Task statement:
Find the lines below holding the word "wing" and copy each of them.

——————

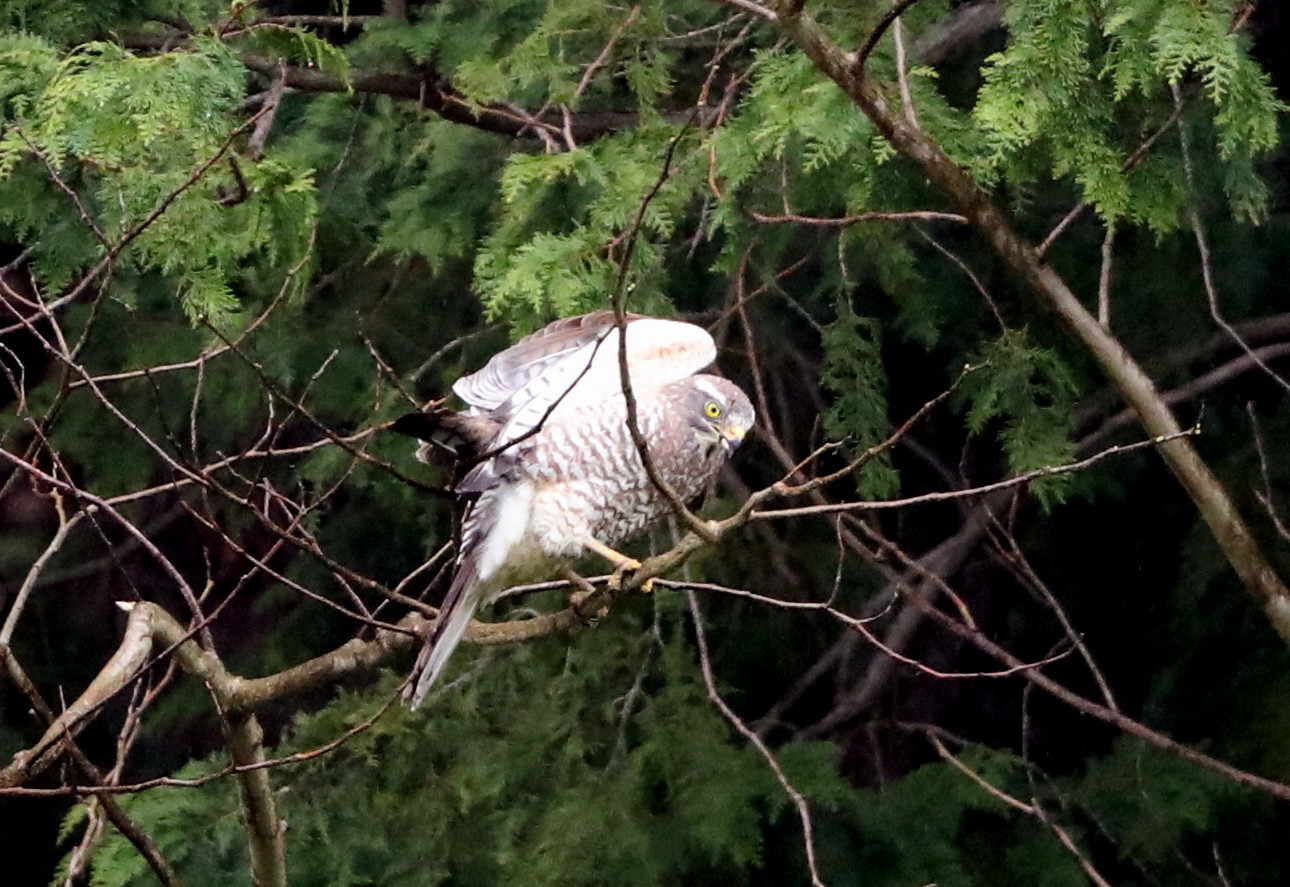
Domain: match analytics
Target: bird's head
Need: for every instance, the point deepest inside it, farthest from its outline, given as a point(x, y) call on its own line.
point(720, 414)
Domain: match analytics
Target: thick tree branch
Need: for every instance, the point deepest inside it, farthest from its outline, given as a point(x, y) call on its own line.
point(437, 94)
point(1051, 292)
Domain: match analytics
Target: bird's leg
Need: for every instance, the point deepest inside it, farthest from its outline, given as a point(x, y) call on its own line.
point(622, 564)
point(578, 597)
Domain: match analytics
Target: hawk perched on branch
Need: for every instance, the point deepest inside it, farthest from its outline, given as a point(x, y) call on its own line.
point(556, 473)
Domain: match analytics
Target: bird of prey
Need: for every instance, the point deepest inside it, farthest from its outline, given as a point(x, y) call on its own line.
point(551, 468)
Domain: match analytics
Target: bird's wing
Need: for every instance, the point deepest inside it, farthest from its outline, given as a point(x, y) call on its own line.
point(572, 366)
point(574, 361)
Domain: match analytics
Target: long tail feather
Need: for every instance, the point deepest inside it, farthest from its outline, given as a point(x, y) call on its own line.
point(454, 615)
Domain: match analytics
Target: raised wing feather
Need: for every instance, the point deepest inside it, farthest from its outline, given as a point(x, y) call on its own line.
point(573, 364)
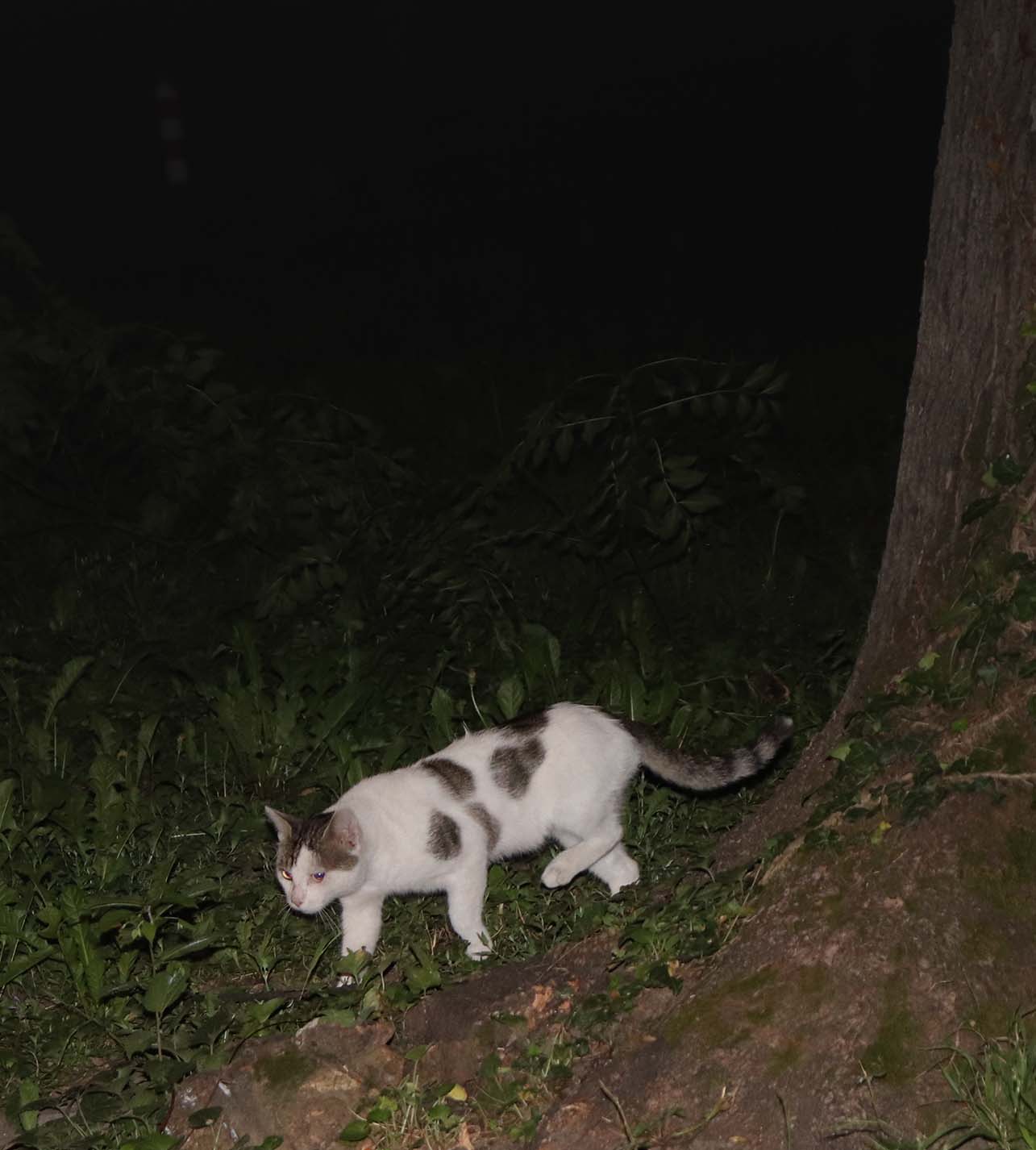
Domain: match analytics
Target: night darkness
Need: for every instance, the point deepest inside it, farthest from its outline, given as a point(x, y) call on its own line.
point(517, 190)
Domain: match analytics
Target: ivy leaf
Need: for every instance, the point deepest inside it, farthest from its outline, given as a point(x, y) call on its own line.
point(164, 988)
point(701, 502)
point(510, 694)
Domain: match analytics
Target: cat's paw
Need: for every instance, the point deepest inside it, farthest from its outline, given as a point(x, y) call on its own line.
point(479, 950)
point(625, 873)
point(556, 873)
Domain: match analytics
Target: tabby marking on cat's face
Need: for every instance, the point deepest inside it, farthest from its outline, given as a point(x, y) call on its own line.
point(316, 858)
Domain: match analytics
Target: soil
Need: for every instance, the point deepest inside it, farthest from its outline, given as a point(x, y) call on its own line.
point(831, 1004)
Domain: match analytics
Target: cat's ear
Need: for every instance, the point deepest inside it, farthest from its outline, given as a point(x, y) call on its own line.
point(344, 831)
point(284, 823)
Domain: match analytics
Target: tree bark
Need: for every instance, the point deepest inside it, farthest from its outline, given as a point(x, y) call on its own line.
point(973, 361)
point(963, 407)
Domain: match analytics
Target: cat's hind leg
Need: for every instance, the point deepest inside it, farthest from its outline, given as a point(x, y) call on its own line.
point(582, 853)
point(464, 896)
point(617, 869)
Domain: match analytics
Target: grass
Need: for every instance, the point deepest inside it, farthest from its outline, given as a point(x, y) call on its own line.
point(212, 598)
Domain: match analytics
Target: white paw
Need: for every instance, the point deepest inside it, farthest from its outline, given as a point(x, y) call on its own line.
point(556, 873)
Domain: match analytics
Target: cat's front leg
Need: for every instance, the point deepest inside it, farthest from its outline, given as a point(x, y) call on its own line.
point(361, 923)
point(464, 896)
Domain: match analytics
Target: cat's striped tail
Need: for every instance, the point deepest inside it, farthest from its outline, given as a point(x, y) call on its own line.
point(709, 773)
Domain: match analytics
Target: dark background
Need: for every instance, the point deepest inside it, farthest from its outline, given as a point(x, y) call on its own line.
point(410, 204)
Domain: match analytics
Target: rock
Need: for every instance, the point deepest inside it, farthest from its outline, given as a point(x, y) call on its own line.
point(305, 1088)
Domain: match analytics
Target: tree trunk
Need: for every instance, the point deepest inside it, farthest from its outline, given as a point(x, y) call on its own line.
point(963, 408)
point(973, 361)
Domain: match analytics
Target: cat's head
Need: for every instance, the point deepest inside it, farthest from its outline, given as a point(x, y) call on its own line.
point(318, 859)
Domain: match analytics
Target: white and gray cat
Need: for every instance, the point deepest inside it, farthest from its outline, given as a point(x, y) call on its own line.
point(435, 826)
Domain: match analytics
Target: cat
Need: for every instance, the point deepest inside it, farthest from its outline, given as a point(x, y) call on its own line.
point(435, 826)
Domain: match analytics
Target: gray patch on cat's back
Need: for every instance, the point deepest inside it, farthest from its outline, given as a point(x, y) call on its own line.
point(490, 825)
point(512, 766)
point(443, 836)
point(452, 775)
point(526, 725)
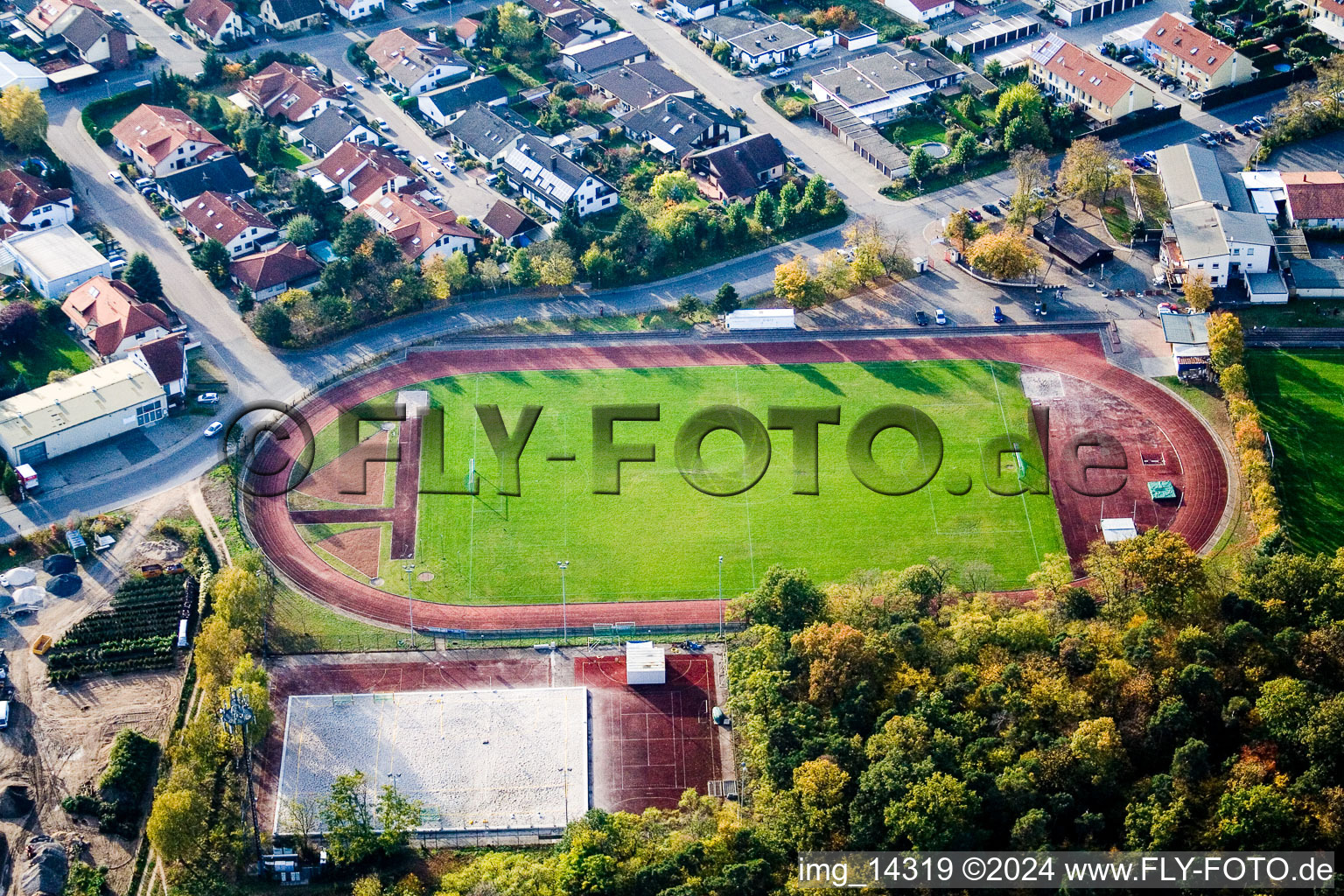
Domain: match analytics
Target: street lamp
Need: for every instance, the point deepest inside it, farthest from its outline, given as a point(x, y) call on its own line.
point(564, 612)
point(721, 597)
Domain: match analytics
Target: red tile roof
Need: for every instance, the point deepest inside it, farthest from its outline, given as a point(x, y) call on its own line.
point(208, 15)
point(280, 265)
point(414, 223)
point(108, 312)
point(286, 90)
point(155, 132)
point(368, 170)
point(20, 192)
point(1187, 42)
point(1086, 72)
point(222, 216)
point(1314, 193)
point(165, 358)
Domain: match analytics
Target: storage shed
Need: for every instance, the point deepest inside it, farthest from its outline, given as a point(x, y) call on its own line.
point(760, 318)
point(644, 664)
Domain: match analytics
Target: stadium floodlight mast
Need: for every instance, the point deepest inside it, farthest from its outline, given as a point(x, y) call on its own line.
point(721, 597)
point(564, 612)
point(237, 717)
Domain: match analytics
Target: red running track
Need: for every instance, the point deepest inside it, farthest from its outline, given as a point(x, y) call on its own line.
point(1201, 472)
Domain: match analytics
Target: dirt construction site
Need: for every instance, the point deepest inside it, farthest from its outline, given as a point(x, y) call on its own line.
point(60, 737)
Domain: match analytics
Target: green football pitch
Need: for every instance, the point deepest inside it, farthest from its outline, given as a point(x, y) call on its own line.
point(662, 539)
point(1301, 401)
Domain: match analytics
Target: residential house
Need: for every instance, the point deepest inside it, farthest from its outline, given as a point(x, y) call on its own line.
point(55, 260)
point(356, 10)
point(567, 23)
point(738, 170)
point(556, 182)
point(17, 72)
point(292, 17)
point(331, 130)
point(448, 105)
point(679, 125)
point(281, 90)
point(466, 32)
point(420, 228)
point(886, 85)
point(488, 133)
point(363, 173)
point(215, 22)
point(920, 10)
point(701, 10)
point(1068, 72)
point(222, 175)
point(605, 52)
point(80, 411)
point(231, 220)
point(162, 140)
point(1328, 18)
point(639, 87)
point(511, 225)
point(49, 18)
point(110, 318)
point(1198, 60)
point(416, 65)
point(97, 40)
point(29, 203)
point(275, 270)
point(1314, 198)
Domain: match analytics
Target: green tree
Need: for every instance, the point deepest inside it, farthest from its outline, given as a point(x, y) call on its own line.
point(23, 117)
point(920, 163)
point(301, 230)
point(272, 324)
point(726, 300)
point(142, 276)
point(348, 821)
point(785, 599)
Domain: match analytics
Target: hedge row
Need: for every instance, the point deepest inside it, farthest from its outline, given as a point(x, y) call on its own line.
point(1225, 351)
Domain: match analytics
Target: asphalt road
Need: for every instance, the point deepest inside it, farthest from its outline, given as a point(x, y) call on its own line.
point(257, 373)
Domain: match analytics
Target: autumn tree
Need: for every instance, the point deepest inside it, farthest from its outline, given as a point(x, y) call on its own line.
point(1199, 294)
point(1003, 256)
point(1090, 168)
point(794, 283)
point(23, 117)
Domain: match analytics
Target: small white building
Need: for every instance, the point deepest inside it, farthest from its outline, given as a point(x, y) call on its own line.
point(55, 260)
point(644, 664)
point(84, 410)
point(760, 318)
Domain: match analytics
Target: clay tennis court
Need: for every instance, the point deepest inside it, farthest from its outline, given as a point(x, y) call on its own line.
point(648, 743)
point(1096, 394)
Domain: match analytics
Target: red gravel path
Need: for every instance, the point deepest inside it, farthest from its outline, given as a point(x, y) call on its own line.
point(1145, 406)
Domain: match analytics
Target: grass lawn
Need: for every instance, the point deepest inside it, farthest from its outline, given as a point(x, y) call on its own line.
point(1301, 398)
point(913, 132)
point(659, 537)
point(1152, 200)
point(52, 349)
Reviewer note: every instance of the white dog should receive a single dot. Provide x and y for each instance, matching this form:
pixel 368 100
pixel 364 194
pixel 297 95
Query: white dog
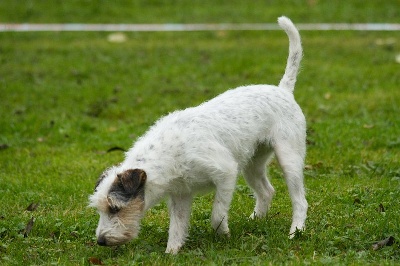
pixel 205 147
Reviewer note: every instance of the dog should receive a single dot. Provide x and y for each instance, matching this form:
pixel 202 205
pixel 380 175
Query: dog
pixel 207 147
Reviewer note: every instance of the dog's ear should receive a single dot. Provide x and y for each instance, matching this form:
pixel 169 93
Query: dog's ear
pixel 132 181
pixel 101 177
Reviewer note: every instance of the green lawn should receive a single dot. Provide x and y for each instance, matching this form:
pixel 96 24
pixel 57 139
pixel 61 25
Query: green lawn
pixel 67 98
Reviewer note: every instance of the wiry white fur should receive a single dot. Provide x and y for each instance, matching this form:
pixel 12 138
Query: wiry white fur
pixel 207 147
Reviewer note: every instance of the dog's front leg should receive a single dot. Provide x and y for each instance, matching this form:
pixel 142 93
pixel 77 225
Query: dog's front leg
pixel 179 212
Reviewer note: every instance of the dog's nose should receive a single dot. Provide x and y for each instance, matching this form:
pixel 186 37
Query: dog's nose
pixel 101 241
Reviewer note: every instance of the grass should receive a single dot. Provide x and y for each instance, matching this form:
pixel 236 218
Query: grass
pixel 67 98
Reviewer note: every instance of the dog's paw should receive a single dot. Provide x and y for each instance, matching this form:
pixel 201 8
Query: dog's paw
pixel 172 250
pixel 296 233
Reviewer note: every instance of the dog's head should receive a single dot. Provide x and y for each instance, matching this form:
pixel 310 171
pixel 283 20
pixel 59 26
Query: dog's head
pixel 119 199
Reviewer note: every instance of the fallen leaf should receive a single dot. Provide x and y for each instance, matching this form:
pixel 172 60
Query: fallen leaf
pixel 327 95
pixel 381 208
pixel 4 146
pixel 32 207
pixel 95 261
pixel 385 242
pixel 28 227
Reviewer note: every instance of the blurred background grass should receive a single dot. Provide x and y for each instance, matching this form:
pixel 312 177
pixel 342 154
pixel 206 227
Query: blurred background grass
pixel 68 97
pixel 197 11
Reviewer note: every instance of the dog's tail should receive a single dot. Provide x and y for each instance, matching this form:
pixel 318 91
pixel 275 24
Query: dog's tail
pixel 295 54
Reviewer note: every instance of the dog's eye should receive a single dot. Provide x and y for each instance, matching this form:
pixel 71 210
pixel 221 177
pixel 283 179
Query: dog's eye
pixel 113 209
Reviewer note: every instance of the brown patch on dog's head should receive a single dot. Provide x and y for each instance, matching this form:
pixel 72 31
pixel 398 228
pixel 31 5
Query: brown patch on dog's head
pixel 101 177
pixel 127 186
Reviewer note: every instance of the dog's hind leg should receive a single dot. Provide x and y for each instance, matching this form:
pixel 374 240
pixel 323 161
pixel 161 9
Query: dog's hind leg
pixel 179 211
pixel 291 160
pixel 225 185
pixel 256 177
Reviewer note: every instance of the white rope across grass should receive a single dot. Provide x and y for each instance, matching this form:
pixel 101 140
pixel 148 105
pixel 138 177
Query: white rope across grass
pixel 196 27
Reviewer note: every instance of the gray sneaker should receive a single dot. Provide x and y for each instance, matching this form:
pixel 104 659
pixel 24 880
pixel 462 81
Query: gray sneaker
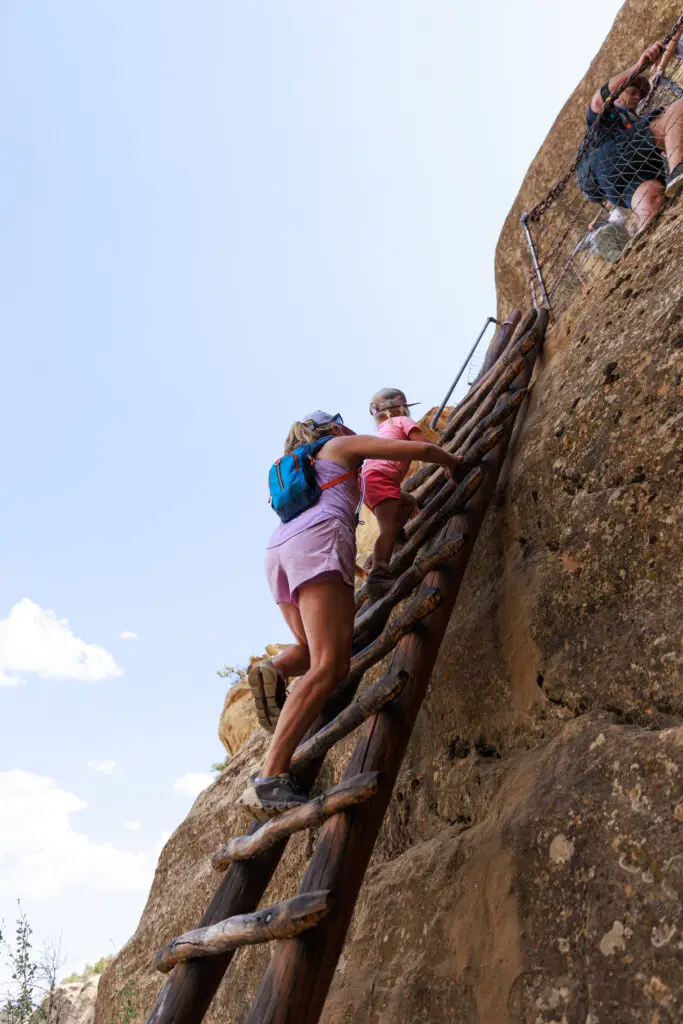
pixel 269 692
pixel 279 793
pixel 675 181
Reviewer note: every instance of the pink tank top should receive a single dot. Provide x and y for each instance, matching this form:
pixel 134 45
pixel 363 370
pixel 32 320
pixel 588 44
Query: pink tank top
pixel 339 502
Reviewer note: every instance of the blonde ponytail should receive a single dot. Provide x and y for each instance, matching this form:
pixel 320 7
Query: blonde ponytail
pixel 303 433
pixel 388 414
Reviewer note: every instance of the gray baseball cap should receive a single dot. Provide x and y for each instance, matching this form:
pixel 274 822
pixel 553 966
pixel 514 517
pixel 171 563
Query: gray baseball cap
pixel 321 419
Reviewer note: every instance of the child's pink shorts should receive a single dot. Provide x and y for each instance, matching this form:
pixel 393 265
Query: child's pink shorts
pixel 379 487
pixel 321 551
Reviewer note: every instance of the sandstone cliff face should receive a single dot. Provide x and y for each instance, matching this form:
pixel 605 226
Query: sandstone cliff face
pixel 530 867
pixel 75 1001
pixel 238 719
pixel 636 25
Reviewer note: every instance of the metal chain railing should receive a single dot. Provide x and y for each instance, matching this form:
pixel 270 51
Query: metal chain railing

——————

Exercise result:
Target: bird's wing
Target: raised wing feather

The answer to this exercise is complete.